Exercise 1 ▸ Using the text on the benefits of listening to music, explain in one to three sentences why listening to music helps us feel happier and calmer.
Exercise 2 ▸ From the text on the benefits of listening to music, reproduce word for word the passage starting with "Music therapy is a research-based" and going on through "of the benefits.".

Source document ▸
Listening to music is a great way to get entertained. But it does a lot more than entertain us. It reaches the innermost parts of our souls and mysteriously refreshes us.
Over the years, scientists have explored the effects of listening to music and discovered many benefits. Melody, harmony, and rhythm stimulate the release of feel-good chemicals like dopamine and oxytocin. It also lowers the levels of cortisol – the stress hormone. Listening to music helps us feel happier and calmer.
Mental health practitioners understand the psychological benefits of listening to music. Some use music therapy to improve the mental health and well-being of their patients. Here’s a peek at what music therapy is and some of the benefits of listening.
What is music therapy?
Music therapy is a research-based technique in which a practitioner uses music to boost a patient’s mood and well-being. Therapists often incorporate various genres in supporting clients to enhance their moods and improve mental health. Studies show that music plays a significant role in helping with various conditions such as Autism Spectrum Disorder.
But what exactly does listening to music do? And, how does it affect your psyche? Below are some of the benefits.
Listening to music makes you happier
As we already mentioned, listening to music can make you happier. When you listen to your favorite tunes, they strike a chord in your nervous system and trigger happy memories as well as the release of feel-good chemicals dopamine and oxytocin.

Data provided ▸
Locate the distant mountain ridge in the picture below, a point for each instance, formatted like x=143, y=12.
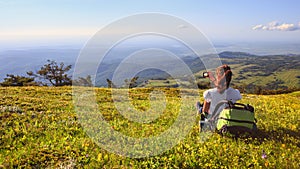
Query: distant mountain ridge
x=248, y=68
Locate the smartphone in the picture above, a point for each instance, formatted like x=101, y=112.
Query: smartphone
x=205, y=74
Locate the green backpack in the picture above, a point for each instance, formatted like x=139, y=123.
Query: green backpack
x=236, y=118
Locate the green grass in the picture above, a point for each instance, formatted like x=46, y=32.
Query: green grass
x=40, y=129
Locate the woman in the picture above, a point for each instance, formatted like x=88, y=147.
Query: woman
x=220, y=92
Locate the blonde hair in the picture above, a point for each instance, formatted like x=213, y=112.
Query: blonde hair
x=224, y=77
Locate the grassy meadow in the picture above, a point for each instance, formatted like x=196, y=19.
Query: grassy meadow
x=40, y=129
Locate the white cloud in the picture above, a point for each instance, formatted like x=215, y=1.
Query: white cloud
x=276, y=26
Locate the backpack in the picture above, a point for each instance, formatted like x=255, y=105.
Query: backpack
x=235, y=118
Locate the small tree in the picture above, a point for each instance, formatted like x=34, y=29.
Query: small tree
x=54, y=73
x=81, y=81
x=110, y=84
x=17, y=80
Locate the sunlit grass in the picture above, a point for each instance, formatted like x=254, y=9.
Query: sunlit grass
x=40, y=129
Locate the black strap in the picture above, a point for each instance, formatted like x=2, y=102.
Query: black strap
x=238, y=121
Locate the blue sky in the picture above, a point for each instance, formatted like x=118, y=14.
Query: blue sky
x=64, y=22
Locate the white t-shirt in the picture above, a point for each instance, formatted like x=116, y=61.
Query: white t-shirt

Written answer 1 ▸ Melody, harmony, and rhythm stimulate the release of feel-good chemicals like dopamine and oxytocin. Music also lowers the levels of cortisol, the stress hormone.

Written answer 2 ▸
Music therapy is a research-based technique in which a practitioner uses music to boost a patient’s mood and well-being. Therapists often incorporate various genres in supporting clients to enhance their moods and improve mental health. Studies show that music plays a significant role in helping with various conditions such as Autism Spectrum Disorder.
But what exactly does listening to music do? And, how does it affect your psyche? Below are some of the benefits.